## REQUIRED ACTION
Each line of the material beneath should be duplicated exactly.

#####

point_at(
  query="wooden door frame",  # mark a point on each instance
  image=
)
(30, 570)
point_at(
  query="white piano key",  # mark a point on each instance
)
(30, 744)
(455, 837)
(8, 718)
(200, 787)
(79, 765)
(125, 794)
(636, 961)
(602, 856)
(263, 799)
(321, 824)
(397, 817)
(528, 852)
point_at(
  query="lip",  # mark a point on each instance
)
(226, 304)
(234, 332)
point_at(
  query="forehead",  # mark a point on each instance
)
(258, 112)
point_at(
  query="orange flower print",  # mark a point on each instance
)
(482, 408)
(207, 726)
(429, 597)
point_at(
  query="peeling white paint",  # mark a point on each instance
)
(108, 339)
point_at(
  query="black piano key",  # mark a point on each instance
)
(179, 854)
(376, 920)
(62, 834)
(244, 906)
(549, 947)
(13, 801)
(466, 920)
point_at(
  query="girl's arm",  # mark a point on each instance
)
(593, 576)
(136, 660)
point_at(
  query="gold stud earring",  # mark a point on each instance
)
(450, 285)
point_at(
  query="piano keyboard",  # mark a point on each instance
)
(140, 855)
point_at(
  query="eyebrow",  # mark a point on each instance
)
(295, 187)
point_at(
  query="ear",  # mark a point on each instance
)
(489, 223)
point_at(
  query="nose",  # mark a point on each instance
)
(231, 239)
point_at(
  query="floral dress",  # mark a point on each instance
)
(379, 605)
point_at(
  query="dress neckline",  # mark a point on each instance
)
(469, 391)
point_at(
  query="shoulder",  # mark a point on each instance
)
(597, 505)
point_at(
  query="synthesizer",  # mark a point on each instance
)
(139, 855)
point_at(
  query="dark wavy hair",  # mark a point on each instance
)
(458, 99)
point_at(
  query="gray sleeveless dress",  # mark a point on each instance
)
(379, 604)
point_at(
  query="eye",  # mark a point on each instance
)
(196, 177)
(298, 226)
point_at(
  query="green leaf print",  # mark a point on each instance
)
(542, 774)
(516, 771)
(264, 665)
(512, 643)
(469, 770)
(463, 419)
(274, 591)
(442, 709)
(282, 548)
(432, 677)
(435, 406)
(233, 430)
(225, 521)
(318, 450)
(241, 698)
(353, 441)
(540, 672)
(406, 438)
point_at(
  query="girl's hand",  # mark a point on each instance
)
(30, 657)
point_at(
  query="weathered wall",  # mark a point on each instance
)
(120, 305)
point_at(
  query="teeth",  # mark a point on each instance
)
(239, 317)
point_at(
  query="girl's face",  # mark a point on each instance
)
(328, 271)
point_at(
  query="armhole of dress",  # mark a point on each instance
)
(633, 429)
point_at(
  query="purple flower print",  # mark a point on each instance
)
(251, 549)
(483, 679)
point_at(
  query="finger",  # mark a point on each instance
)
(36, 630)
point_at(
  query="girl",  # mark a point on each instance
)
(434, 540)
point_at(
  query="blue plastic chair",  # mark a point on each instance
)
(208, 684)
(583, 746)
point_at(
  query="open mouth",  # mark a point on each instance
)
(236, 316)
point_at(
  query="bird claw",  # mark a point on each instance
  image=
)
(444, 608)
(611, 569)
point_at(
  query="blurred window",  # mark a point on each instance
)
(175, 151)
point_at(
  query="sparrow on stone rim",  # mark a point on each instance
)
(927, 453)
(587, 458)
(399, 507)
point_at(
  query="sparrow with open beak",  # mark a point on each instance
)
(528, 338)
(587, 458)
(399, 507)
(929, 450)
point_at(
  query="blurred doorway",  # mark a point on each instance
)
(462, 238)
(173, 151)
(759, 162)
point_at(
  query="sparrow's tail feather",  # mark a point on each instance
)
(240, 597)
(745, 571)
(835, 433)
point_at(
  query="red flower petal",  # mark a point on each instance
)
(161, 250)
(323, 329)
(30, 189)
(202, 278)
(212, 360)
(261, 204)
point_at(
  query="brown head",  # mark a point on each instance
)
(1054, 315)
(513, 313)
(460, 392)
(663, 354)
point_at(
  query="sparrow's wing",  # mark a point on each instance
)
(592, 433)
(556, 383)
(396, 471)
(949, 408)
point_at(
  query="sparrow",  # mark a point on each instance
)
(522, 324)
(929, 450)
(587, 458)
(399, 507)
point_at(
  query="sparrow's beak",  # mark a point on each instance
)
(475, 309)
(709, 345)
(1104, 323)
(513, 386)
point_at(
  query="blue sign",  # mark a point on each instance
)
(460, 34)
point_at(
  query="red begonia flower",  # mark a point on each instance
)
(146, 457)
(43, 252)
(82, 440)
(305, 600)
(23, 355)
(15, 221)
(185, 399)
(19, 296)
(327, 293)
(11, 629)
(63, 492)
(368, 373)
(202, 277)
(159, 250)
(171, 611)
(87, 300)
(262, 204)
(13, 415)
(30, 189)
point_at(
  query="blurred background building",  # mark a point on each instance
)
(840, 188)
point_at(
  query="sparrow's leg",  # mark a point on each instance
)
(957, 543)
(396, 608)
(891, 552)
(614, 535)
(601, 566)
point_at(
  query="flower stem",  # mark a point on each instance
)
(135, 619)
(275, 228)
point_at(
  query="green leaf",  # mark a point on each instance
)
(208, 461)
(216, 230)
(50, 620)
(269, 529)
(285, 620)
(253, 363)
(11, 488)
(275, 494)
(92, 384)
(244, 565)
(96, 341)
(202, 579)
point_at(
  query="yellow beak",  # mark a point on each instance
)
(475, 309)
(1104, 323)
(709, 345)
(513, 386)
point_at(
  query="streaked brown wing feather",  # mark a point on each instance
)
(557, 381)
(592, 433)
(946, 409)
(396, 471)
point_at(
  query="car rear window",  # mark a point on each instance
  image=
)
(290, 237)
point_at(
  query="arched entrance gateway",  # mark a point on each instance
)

#####

## SOLUTION TO THE EXERCISE
point_at(
  query="wooden door frame",  # mark a point on each instance
  image=
)
(30, 570)
point_at(
  query="white piano key",  # mark a point on each instance
)
(30, 744)
(455, 837)
(8, 718)
(200, 787)
(79, 765)
(125, 794)
(636, 961)
(602, 856)
(263, 799)
(321, 824)
(397, 817)
(528, 852)
point_at(
  query="lip",  # mark a point on each instance
)
(226, 304)
(234, 332)
point_at(
  query="forehead",  # mark a point on each instance
)
(258, 112)
point_at(
  query="orange flower print",  # mark a point on each instance
)
(482, 408)
(207, 726)
(429, 597)
point_at(
  query="peeling white paint",  # mark a point on each instance
)
(108, 339)
point_at(
  query="black piano key",  # mark a point on each instance
)
(179, 854)
(376, 920)
(62, 834)
(244, 906)
(549, 947)
(13, 801)
(466, 920)
point_at(
  query="girl's arm",  # mark a point on each instance
)
(593, 576)
(136, 660)
point_at(
  query="gold stud earring",  # mark a point on each instance
)
(450, 285)
point_at(
  query="piano keyboard",  # mark a point on each instance
)
(140, 855)
point_at(
  query="eyebrow",  # mark a point on each instance
)
(295, 187)
point_at(
  query="ear",  # mark a point on each instance
)
(489, 223)
point_at(
  query="nose",  # mark a point on each instance
)
(231, 239)
point_at(
  query="floral dress",  # mark a point on each instance
)
(379, 605)
point_at(
  query="dress neckline",  # mark a point on each instance
)
(469, 391)
point_at(
  query="shoulder",  # mark a point on each instance
)
(597, 505)
point_at(
  query="synthesizer",  # mark a point on each instance
)
(139, 855)
point_at(
  query="dark wavy hair",  # mark a point on each instance
)
(458, 99)
point_at(
  query="gray sleeveless dress",  # mark a point on each instance
)
(379, 604)
point_at(
  query="eye",  # mark a point on each instance
)
(196, 177)
(298, 226)
point_at(
  query="green leaf print",  # mark a point on each instance
)
(542, 774)
(516, 771)
(264, 665)
(512, 643)
(469, 770)
(463, 419)
(274, 591)
(442, 709)
(282, 548)
(432, 677)
(435, 406)
(233, 430)
(225, 521)
(318, 450)
(241, 698)
(353, 441)
(540, 672)
(406, 438)
point_at(
  query="girl's hand",  # mark a point on each instance
)
(30, 657)
point_at(
  query="weathered wall",  # mark a point on each instance
)
(120, 305)
point_at(
  query="teeth",  # mark a point on each instance
)
(239, 317)
point_at(
  query="girl's face",  # mark a point on each instance
)
(328, 271)
point_at(
  query="armhole of dress",  # mark a point on each instance
)
(633, 429)
point_at(
  query="purple flower print",  # mark a point on each instance
)
(251, 549)
(483, 679)
point_at(
  query="finger",  # mark a point on each instance
)
(36, 630)
point_at(
  query="girl",  # mark a point on each instance
)
(434, 540)
point_at(
  query="blue plastic chair",  # mark a point on each instance
)
(208, 684)
(583, 746)
point_at(
  query="open mouth",  # mark a point on each instance
)
(236, 316)
point_at(
  query="bird claw",  # mark a point on each instance
  image=
)
(444, 608)
(611, 569)
point_at(
  query="blurred window",  # mark a point on each instance
)
(175, 151)
point_at(
  query="sparrow on stone rim",  # mark a point on each instance
)
(927, 453)
(587, 458)
(399, 507)
point_at(
  query="sparrow with open beak",  # mark a point on each instance
)
(528, 338)
(587, 458)
(399, 507)
(929, 450)
point_at(
  query="blurred doorway",  # mark a point on each instance
)
(462, 238)
(173, 151)
(759, 162)
point_at(
  query="sparrow's tail feather",  # mark a point on each instance
)
(240, 597)
(745, 571)
(835, 433)
point_at(
  query="red flower petal",  # mark a point on each instance
)
(161, 250)
(323, 329)
(30, 189)
(202, 278)
(212, 360)
(261, 204)
point_at(
  query="brown head",  # mark a point on each instance
)
(1054, 315)
(513, 313)
(460, 392)
(663, 354)
point_at(
  query="sparrow's wing",  # mark a point on each instance
)
(592, 433)
(556, 383)
(396, 471)
(949, 408)
point_at(
  query="sparrow",  # mark a point on each instance
)
(522, 324)
(929, 450)
(587, 458)
(399, 507)
point_at(
  query="sparrow's beak",  # mark a point on each instance
)
(475, 309)
(709, 345)
(1104, 323)
(513, 386)
point_at(
  query="blue sign",  # mark a point on each instance
)
(460, 34)
point_at(
  query="red begonia flower",  # mark a point on each instance
)
(146, 457)
(43, 252)
(82, 440)
(305, 600)
(23, 355)
(15, 221)
(185, 399)
(19, 296)
(327, 293)
(11, 629)
(63, 492)
(368, 373)
(202, 277)
(159, 250)
(171, 611)
(87, 300)
(262, 204)
(13, 415)
(30, 189)
point_at(
  query="blurred background building",  # mark a point on each instance
)
(840, 188)
point_at(
  query="sparrow's leg",  # mark a point on each instance
)
(957, 543)
(396, 608)
(891, 552)
(614, 535)
(601, 566)
point_at(
  query="flower stem",  # mark a point on each instance
)
(135, 619)
(275, 228)
point_at(
  query="green leaf",  # mark a point on each instance
)
(208, 461)
(216, 230)
(50, 620)
(269, 529)
(285, 620)
(253, 363)
(11, 488)
(275, 494)
(92, 384)
(244, 565)
(96, 341)
(202, 579)
point_at(
  query="yellow beak",  # mark a point on each instance
)
(475, 309)
(1104, 323)
(709, 345)
(513, 386)
point_at(
  query="streaked brown wing feather",  # mark a point on each instance
)
(557, 381)
(592, 433)
(946, 409)
(396, 471)
point_at(
  query="car rear window",  # mark a point on each instance
  image=
)
(290, 237)
point_at(
  query="arched entrance gateway",  # mark a point on each instance
)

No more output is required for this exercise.